------ Page excerpt ------
Inside Mixedbread: How We Built Multimodal Late-Interaction at Billion Scale

Most semantic search issues don't show up as obvious failures. They show up as results that look reasonable, read well, and are still wrong. In our experience, this is a structural limitation of single-vector retrieval on dense and unfamiliar inputs: the representation collapses detail, and the retriever confidently returns "close enough" content that doesn't actually answer the query.

Building a reliable retriever is also harder than it looks. You're stitching together parsing, chunking, embedding, metadata extraction, and ANN search, and each stage introduces its own brittleness. When quality drops, it's rarely clear whether the problem is upstream ingestion, representation, indexing, or scoring.

We built a multimodal late-interaction retrieval system to make those failure modes rarer and easier to reason about. The system uses multi-vector representations across text, images, audio, and video, and it's deployed at billion-document scale: 1B+ documents indexed, 500+ QPS per store, and ~50ms search latency end-to-end. The rest of this post walks through the three pieces we had to build and jointly tune to get there: ingestion, encoding, and retrieval.

Get started for free

Multimodal IngestionLink to section

For the vast majority of our embedding purposes, our goal is to create a true end-to-end representation pipeline, where we retrieve information from exactly where it lives in the embedding space, surrounded by all the valuable context.

This means that audio files are first pre-processed to maximize quality before being passed to the model, which dynamically splits it into meaningful units on its own. For textual inputs, we have a series of pre-processing steps which ensures the data is broken down into manageable blocks ("chunks") while maintaining all necessary context. Code is treated as its own separate input, with the AST parsed to determine logical cutoff points. For images, the model natively processes pixels.

As for document formats, like PDFs and PowerPoint, every single page is individually exported to screenshots of the pages, ensuring that all visual and layout information, such as tables and graphs, are preserved and represented as individual semantic units, with context such as headings preserved across pages.
------
[Problems and tasks]
**1.** Return the passage of the Mixedbread retrieval post starting with "As for document" and going on through "preserved across pages.".
**2.** In the Mixedbread retrieval post, how are logical cutoff points determined for code inputs?
------ Record excerpts ------
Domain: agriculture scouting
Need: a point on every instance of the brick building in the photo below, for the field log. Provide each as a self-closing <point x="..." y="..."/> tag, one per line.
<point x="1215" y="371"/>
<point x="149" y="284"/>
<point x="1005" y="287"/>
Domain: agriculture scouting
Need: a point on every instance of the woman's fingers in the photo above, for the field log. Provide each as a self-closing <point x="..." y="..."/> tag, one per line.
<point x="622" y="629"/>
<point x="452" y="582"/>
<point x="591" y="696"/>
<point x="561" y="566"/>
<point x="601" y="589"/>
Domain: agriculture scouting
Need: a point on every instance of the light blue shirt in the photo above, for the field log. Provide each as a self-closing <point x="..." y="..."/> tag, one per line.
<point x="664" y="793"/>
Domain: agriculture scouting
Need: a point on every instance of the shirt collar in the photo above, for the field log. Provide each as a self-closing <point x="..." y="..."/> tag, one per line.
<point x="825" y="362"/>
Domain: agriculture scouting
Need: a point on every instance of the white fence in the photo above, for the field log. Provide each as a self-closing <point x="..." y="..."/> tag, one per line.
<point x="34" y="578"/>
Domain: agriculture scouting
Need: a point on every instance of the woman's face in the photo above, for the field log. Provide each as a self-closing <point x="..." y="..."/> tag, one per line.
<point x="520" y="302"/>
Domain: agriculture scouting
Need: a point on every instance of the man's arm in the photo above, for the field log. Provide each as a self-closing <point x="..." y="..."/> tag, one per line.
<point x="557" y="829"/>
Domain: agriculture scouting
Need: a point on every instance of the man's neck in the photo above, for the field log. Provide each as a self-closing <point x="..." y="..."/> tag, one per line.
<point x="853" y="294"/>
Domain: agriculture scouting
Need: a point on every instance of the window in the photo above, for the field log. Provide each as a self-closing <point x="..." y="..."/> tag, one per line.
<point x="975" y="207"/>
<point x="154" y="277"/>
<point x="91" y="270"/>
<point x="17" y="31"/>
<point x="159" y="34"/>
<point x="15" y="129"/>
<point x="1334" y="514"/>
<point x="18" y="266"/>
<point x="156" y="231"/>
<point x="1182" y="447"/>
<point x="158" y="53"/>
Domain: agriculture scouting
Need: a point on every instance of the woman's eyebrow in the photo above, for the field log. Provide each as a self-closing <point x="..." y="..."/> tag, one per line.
------
[Results in order]
**1.**
As for document formats, like PDFs and PowerPoint, every single page is individually exported to screenshots of the pages, ensuring that all visual and layout information, such as tables and graphs, are preserved and represented as individual semantic units, with context such as headings preserved across pages.

**2.** The AST is parsed to determine them.